Mise en page 1  RL_2023

En deux mots
Après avoir été recueillie puis séquestrée par un chasseur, Thérèse décide de fuir à travers la montagne pour rejoindre son frère qui a pris le maquis. Son voyage initiatique va lui réserver quelques surprises.

Ma note
★★★ (bien aimé)

Ma chronique

La petite fille entre en résistance

Dans son troisième roman, Fanny Wallendorf raconte la fuite d’une jeune enfant dans le massif du Vercors en 1944, à la recherche de son frère. Une quête initiatique dans une nature imposante.

Commençons par le commencement, en l’occurrence par le titre un peu énigmatique de ce court roman. La narratrice nous l’explique dès les premières pages, en soulignant que pour les chasseurs, le pistage « est une tradition dans le massif depuis des siècles, née avec la légende du Prodige, un grand renard noir qui habiterait dans la montagne et que seuls quelques individus apercevraient à chaque génération. (…) Il m’a simplement expliqué que le Prodige désignait initialement l’apparition de l’animal, qui avait fini par être baptisé ainsi. »

» **CONSIGNE**
Poursuivez la chronique consacrée au roman de Fanny Wallendorf à partir de l'endroit où elle s'interrompt.

» **LIGNES FOURNIES**
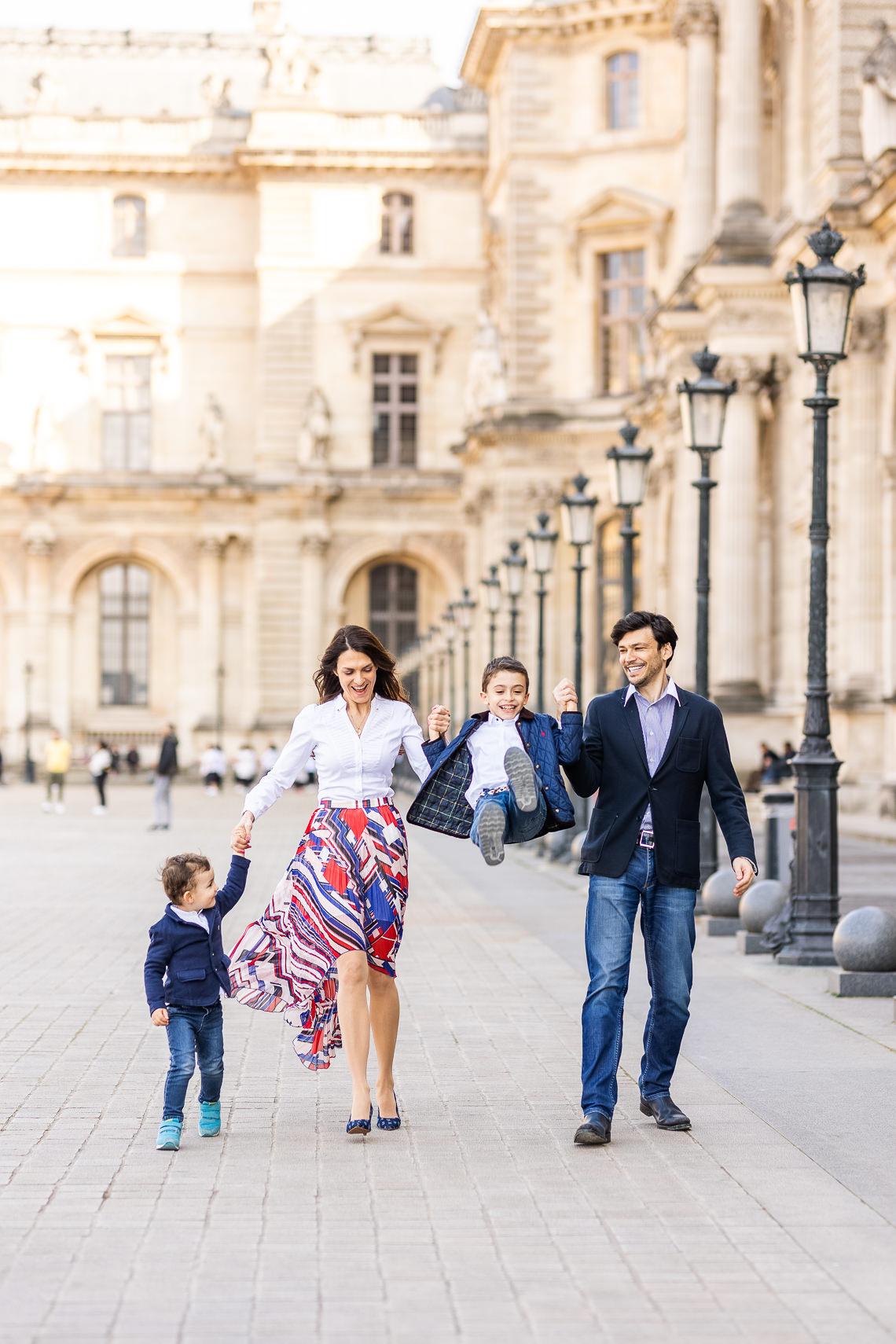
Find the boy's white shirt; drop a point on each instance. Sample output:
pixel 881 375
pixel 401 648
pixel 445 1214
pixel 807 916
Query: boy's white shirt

» **RÉPONSE**
Le chasseur dont il est question ici est un homme brut de décoffrage qui a recueilli Thérèse, la narratrice, dans sa ferme au début de l’Occupation et qui la considère comme sa prisonnière. Mais comme la jeune fille l’assiste dans sa traque de toutes sortes d’animaux, il va lui délivrer ses secrets et son savoir-faire. Un « trésor » dont elle entend faire bon usage. Car elle a une promesse à honorer, retrouver son frère Jean qui a pris le maquis.
Après quatre années, elle se sent prête et s’enfuit dans la montagne. «La guerre se termine et je sais que tu seras au rendez-vous; rien ne peut troubler cette certitude. Valchevrière, que je ne connais pas, a été ma véritable maison depuis 1940. Mon corps était à la ferme Ségur mais ma tête et mon cœur logeaient là-bas. J’ai dessiné chaque jour mentalement la carte de la montagne. Et j’y suis maintenant, j’y suis. Je suis dans le rêve de ma fuite. Et je la sens cette terre de ma libération, je la sens, je la prends dans mon poing elle est humide, je hume son odeur, je suis vivante.»
Sera-t-elle rattrapée par le chasseur, par les Allemands ou réussira-t-elle à retrouver son frère? C’est tout l’enjeu de la dernière partie du livre.
Fanny Wallendorf joue avec les codes du conte pour suivre ce parcours initiatique, à commencer par la rencontre entre l’homme et l’animal alors pourvu de pouvoirs surnaturels et qui devient alors une sorte de guide en ces temps troublés.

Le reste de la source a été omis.